**Document:**
Rosengren said that the November FOMC statement signalled a rate hike (that’s what likely convinced him not to dissent then) while Kaplan said that he would have backed a hike at the September or November meetings.  US retail sales jumped 0.8% (0.6% was expected) and that came with the sweetener of a four tenths upward revision to September.  The Atlanta Fed upped its estimate for Q4 GDPNow from 3.1% to 3.3% as a result, adding 0.3% to its Q4 estimate of consumption to 2.9%.

In the political sphere, running across wires in the past hour is confirmation that Paul Ryan will again be nominated as Speaker of the US House.  The USD is little changed in net terms from yesterday’s levels.

Governor Lowe’s CEDA address last night had little to no impact, speaking on policy/structural “buffers” as providing “options” should a shock arrive.  His closing comments on the outlook suggested the Bank is reasonably comfortable on hold but still very alert to inflation data.  This scribe detected an undercurrent of implicit concern in Lowe’s response to a question on the inflation outlook.  He rightly emphasised flexibility, but noted that inflation is “a bit lower than where they’d like it to be” and that “we should not get worried it’s going to get stuck at these levels”.  Not exactly a clean bill of unremitting confidence about the outlook for inflation.  He did note that in response to Trump’s policies to lift growth that rising inflation would be “a good thing”.  Lowe noted that targeted infrastructure spending had a role to play in the growth outlook. Yesterday’s IMF Article IV annual report on Australia said that the economy is not immune from the “new mediocre”, that policy should remain accommodative given it might take longer than expected to get inflation back to target.

**Object pointing listing rows:**
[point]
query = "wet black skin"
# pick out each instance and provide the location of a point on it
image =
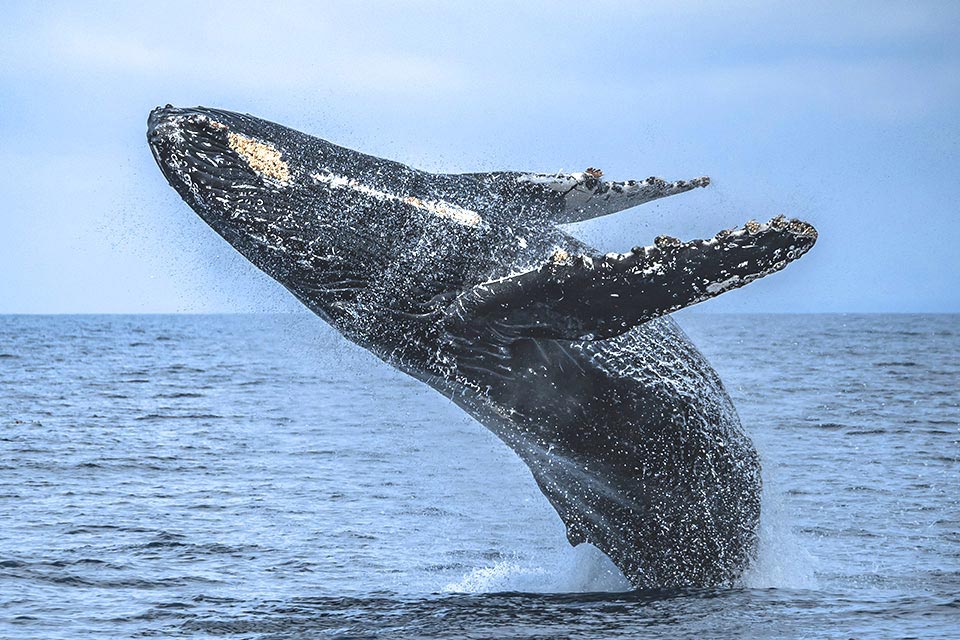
(629, 434)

**Exercise instructions:**
1. In the market commentary, what did the Atlanta Fed do to its Q4 GDPNow estimate?
2. Reproduce the object pointing listing above line for line, omitting the picture.

**Expected responses:**
1. It raised the estimate from 3.1% to 3.3%.

2.
[point]
query = "wet black skin"
# pick out each instance and provide the location of a point on it
image =
(629, 434)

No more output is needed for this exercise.